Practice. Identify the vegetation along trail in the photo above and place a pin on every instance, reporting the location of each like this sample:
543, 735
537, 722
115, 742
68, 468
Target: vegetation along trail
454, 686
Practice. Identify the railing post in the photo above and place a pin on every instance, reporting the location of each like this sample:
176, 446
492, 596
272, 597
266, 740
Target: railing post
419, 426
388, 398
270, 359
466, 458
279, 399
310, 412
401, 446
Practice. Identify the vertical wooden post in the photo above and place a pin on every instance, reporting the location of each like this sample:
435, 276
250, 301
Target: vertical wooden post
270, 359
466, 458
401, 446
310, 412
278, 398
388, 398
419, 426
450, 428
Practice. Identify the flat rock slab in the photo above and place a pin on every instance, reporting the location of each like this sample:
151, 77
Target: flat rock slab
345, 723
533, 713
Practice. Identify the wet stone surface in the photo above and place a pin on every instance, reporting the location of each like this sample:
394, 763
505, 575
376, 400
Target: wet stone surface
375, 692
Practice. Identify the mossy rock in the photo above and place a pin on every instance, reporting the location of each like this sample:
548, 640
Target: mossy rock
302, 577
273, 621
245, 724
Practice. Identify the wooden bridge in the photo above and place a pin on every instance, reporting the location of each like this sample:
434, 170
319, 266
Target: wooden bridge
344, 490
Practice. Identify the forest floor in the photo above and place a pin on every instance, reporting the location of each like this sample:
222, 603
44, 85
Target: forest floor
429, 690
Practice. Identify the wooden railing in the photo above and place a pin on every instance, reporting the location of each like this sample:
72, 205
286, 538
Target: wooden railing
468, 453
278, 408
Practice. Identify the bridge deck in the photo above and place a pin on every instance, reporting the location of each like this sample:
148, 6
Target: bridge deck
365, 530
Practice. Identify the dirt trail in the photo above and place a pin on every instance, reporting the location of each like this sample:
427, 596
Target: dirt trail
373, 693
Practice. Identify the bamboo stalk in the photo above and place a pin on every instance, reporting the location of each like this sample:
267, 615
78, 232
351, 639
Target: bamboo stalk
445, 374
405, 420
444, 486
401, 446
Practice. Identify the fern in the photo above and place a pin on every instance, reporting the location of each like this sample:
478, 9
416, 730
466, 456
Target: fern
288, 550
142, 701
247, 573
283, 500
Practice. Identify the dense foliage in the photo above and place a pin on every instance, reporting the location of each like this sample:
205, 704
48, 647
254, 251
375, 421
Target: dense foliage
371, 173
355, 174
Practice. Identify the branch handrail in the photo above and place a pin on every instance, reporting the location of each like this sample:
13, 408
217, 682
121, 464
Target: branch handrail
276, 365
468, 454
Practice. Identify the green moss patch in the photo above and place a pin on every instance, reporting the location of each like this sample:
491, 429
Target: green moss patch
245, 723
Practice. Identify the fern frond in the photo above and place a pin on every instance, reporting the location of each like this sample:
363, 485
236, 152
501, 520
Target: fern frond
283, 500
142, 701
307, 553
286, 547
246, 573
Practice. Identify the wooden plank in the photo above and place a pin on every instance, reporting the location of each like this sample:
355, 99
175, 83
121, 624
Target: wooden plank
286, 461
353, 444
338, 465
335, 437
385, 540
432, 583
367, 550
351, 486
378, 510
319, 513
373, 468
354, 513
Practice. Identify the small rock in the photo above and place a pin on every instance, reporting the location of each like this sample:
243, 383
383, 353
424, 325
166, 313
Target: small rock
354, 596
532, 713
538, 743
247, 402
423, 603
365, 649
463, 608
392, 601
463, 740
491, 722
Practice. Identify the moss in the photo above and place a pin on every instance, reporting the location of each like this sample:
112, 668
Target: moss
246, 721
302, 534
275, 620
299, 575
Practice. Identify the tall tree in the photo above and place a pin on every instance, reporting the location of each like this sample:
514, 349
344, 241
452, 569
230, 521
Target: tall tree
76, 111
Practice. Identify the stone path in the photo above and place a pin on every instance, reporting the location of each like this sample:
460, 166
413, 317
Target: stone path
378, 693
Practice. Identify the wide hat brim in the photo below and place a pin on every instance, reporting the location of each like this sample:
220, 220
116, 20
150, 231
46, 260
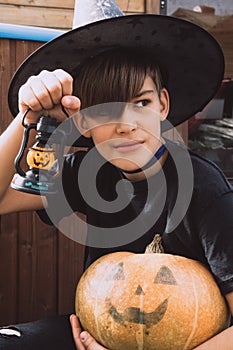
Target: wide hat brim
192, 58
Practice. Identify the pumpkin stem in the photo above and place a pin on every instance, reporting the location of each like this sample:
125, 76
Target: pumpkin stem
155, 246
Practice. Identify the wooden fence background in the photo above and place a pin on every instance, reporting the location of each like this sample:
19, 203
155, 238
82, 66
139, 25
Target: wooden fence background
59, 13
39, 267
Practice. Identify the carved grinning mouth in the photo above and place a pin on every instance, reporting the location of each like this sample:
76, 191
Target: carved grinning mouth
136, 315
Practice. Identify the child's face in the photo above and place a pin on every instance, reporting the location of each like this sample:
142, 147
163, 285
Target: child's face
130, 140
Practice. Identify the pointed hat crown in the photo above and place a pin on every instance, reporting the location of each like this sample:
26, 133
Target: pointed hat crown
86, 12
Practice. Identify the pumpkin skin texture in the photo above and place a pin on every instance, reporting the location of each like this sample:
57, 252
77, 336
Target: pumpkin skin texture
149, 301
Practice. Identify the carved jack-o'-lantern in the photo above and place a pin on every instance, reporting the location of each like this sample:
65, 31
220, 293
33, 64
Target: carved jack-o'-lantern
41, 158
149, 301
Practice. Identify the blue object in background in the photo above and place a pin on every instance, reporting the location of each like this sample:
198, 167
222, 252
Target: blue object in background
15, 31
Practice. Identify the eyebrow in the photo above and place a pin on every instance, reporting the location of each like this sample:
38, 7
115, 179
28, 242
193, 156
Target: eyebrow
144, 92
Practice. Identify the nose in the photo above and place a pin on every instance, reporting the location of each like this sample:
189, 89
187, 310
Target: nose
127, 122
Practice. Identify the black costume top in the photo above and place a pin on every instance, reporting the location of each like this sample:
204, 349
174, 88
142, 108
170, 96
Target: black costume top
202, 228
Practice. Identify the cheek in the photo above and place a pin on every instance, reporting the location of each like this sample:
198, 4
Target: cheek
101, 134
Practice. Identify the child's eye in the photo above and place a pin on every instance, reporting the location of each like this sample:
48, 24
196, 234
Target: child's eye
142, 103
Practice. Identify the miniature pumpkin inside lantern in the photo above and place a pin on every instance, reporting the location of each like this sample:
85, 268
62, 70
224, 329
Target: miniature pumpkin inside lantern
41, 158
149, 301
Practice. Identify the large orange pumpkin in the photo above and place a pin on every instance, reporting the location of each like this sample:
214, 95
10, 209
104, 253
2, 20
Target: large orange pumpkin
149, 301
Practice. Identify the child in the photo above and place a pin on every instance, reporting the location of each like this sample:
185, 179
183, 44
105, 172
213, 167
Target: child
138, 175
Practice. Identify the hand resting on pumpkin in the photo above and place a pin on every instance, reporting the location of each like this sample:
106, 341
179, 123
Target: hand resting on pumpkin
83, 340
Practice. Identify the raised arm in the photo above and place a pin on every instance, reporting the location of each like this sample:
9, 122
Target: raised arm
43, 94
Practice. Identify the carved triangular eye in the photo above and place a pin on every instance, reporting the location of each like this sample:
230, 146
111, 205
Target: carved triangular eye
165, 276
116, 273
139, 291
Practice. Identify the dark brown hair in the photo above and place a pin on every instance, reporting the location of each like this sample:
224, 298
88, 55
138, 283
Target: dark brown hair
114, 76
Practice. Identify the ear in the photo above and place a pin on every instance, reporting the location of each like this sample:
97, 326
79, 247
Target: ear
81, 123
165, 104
★ ★ ★ ★ ★ ★ ★
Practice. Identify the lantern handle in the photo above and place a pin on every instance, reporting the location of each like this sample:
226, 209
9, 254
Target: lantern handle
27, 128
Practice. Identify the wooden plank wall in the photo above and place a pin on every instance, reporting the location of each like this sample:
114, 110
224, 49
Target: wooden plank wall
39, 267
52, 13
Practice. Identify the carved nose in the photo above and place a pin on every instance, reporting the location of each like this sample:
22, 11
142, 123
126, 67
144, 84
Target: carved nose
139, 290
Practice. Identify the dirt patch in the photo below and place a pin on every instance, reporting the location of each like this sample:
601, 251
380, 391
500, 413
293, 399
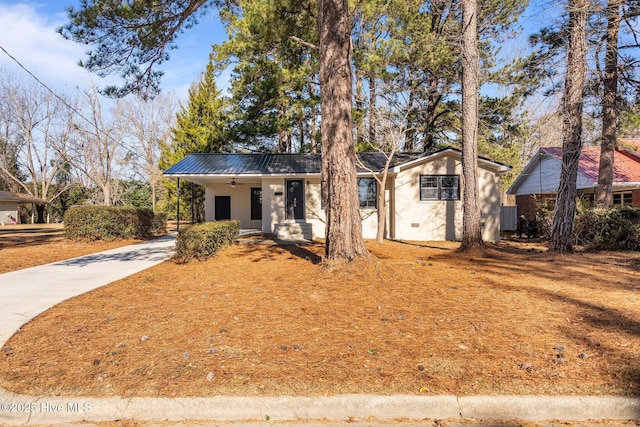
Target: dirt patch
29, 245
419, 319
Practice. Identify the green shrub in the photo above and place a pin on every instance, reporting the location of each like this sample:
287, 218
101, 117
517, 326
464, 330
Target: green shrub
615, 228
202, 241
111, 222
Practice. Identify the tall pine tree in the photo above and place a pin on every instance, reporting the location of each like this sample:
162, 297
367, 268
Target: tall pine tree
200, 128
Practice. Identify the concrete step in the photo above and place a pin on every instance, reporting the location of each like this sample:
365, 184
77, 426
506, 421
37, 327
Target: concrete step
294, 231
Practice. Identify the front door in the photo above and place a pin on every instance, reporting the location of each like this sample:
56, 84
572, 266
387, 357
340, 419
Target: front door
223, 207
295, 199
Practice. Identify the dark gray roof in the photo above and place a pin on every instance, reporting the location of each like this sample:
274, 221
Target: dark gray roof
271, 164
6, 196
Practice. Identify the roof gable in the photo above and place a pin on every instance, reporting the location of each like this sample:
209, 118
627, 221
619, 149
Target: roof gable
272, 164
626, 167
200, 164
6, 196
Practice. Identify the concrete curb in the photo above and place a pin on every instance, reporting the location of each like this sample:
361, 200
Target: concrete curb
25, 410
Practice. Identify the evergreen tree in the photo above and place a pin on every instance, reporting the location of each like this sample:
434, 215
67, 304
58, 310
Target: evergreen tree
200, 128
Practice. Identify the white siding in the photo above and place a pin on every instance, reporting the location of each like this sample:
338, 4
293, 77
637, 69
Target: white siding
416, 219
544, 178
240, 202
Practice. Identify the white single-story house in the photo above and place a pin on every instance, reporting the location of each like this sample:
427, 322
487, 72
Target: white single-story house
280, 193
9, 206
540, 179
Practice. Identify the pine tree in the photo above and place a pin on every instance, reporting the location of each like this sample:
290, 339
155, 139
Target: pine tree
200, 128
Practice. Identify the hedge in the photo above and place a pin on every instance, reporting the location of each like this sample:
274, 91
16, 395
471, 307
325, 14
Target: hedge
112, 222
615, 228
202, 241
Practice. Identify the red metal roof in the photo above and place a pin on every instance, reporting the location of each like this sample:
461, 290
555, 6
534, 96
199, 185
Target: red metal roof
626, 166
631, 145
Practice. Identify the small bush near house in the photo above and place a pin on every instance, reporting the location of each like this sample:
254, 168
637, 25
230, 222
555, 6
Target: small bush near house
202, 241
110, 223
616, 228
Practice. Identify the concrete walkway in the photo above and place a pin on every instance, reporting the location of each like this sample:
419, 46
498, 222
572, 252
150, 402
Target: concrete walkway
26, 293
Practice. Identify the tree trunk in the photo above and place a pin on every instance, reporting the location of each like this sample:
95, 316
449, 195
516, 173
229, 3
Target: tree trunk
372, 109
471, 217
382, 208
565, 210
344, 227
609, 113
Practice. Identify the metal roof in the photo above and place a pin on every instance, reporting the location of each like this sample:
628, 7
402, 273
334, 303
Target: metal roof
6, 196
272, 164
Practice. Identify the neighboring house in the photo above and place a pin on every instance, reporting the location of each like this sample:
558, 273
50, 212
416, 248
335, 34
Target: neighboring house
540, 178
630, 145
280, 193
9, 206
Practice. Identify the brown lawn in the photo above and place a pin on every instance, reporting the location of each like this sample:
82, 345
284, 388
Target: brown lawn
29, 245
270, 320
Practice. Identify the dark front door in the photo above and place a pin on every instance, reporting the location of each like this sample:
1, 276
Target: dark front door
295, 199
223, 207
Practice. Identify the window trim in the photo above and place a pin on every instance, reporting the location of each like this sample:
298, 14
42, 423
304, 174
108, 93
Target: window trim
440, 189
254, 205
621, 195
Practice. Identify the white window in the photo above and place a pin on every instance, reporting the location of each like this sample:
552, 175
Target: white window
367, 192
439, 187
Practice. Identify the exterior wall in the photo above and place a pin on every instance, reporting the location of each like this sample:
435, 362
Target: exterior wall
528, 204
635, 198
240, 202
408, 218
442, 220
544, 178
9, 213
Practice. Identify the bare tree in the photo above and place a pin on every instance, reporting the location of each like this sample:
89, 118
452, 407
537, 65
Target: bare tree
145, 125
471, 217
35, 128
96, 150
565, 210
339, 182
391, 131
★ ★ ★ ★ ★ ★ ★
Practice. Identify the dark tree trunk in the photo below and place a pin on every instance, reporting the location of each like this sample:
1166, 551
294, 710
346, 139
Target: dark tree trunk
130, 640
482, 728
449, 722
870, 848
★ ★ ★ ★ ★ ★ ★
**AIM OF THE TASK**
Count the lines in the three blocks above that contain the word "rock". Reply with the number only.

**TASK ANSWER**
6